▶ **The problem**:
Could you output all of the records below exactly as they appear?

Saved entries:
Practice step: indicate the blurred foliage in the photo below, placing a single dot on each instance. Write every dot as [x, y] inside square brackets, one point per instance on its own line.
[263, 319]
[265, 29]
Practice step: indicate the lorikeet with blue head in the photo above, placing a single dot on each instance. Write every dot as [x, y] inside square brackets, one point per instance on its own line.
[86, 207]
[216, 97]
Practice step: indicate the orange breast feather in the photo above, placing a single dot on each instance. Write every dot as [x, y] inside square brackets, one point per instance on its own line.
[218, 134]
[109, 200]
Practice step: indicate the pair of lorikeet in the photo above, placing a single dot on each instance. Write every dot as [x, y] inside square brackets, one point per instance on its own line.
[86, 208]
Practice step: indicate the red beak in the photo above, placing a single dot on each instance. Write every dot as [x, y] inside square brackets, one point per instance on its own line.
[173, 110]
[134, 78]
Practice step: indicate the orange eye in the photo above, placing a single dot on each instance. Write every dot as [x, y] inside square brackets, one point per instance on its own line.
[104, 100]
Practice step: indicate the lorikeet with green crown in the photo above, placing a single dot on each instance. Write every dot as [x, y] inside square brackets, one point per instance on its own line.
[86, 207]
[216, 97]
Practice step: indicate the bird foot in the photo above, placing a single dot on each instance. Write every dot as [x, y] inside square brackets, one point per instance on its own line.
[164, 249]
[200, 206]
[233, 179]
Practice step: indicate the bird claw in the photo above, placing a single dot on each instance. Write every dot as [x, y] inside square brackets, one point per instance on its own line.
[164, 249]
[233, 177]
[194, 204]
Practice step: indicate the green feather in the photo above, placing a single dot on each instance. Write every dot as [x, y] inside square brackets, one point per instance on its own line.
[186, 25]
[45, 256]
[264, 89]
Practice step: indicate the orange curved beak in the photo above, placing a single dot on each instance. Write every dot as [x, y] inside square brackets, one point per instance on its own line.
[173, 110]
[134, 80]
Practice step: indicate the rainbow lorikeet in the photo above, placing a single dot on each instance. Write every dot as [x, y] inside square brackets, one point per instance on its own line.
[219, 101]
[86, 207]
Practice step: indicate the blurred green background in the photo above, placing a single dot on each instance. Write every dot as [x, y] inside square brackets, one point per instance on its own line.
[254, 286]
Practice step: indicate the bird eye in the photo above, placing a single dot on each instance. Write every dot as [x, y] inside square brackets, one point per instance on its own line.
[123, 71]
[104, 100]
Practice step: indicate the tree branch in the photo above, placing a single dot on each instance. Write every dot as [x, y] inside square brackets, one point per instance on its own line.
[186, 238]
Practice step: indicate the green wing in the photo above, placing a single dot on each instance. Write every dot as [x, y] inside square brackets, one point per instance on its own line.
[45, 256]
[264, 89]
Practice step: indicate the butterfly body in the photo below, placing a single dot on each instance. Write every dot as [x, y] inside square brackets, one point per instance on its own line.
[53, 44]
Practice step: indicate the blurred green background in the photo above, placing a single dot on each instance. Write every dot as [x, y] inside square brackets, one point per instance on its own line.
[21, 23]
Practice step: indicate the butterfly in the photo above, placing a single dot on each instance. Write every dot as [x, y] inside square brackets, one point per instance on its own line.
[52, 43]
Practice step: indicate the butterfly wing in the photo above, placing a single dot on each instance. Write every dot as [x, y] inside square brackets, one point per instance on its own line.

▶ **Answer for this exercise**:
Practice step: indicate the blurred foliage in the photo below, placing a single dot on each instance. Write every dot as [x, y] inside square brackets, one point per instance on its own line.
[263, 319]
[265, 29]
Practice step: indicate the lorikeet with blue head in the photo above, placing a single dot on each instance. Write every dot as [x, y] inside square brackets, one point per instance on its own line.
[86, 207]
[216, 97]
Practice step: indicate the orange breast feather in the photo above, placing a single dot on each instance. Write every dot as [x, y] inside square brackets, one point per instance on its own line.
[218, 134]
[109, 200]
Practice step: indicate the pair of lorikeet in the photo above, placing a single dot on each instance. Write every dot as [x, y] inside square brackets, one point per instance on its own line.
[86, 208]
Practice step: indicate the red beak in the photo above, placing a single dot on each instance. Write every dot as [x, y] inside square brackets, one point per instance on its own line.
[173, 110]
[134, 78]
Practice step: indicate the orange eye in the photo above, placing a single dot on each instance. Write every dot as [x, y] inside square brackets, one point per instance on its own line.
[104, 100]
Practice step: indicate the lorikeet with green crown in the photo above, placing a single dot on each instance. Write every dot as [x, y] inside square brackets, one point per instance on its own line.
[86, 207]
[216, 97]
Practice step: indicate the bird foot in the photo above, placing a single dot on each instance. Write every dot as [x, y] inside square brackets, one point per instance on its own line.
[164, 249]
[200, 206]
[233, 179]
Practice step: indicate the bird claw in the photo above, placing a single dot on each instance. Write every dot as [x, y] inside square brackets, one point per instance on its own line.
[164, 249]
[233, 177]
[194, 204]
Practice step: indicate the green feather in the photo above, placing a single dot on each instance. Write every dot as [x, y] inside square brackets, one point per instance on its own line.
[186, 25]
[45, 256]
[264, 89]
Practice step: indicate the orange curved beak in the photo above, placing a single dot on each instance. Write every dot as [x, y] inside square brackets, one point per instance on its own line.
[173, 110]
[134, 80]
Practice step: indicate the rainbow lorikeet in the photo above, placing a single dot on each instance. Write every dot as [x, y] inside square brackets, one point per instance on its own line.
[219, 101]
[86, 207]
Practice step: indicate the blurred green background in the photo above, placing a single dot on each instance. Write every dot as [x, y] inside square brackets, one point per instance on its own line.
[254, 286]
Practice step: indicate the bird eye in the photo above, placing a single dot on each instance. Write every dot as [x, y] inside square brackets, one point per instance on its own line.
[123, 71]
[104, 100]
Practice step: indicate the tree branch in the photo above, placing a single dot on each instance. Write every dot as [x, y] inside square brackets, one point per instance on its own line.
[186, 238]
Practice step: indicate the green wing in the photo above, placing a single dot on each instance. Write every dot as [x, y] inside square brackets, one point per instance on its own line.
[45, 256]
[264, 89]
Practice step: indicate the butterfly body in the photo below, placing a single dot on each instance. Write every dot as [x, y] inside square brackets, one point per instance on its own line.
[53, 44]
Practice step: indicate the blurred green background in the photo above, placing a single dot on each instance. Write every dot as [x, y] inside square brackets, one point per instance on its own line.
[21, 23]
Practice step: indicate the butterfly in the photo above, placing a single dot on each instance. Write every dot as [x, y] inside square brackets, one point per instance on its own line.
[52, 43]
Practice step: indicate the butterfly wing in the photo above, placing a single dot on each instance. Write every dot as [x, y] inside square brackets, one point per instance on its own line.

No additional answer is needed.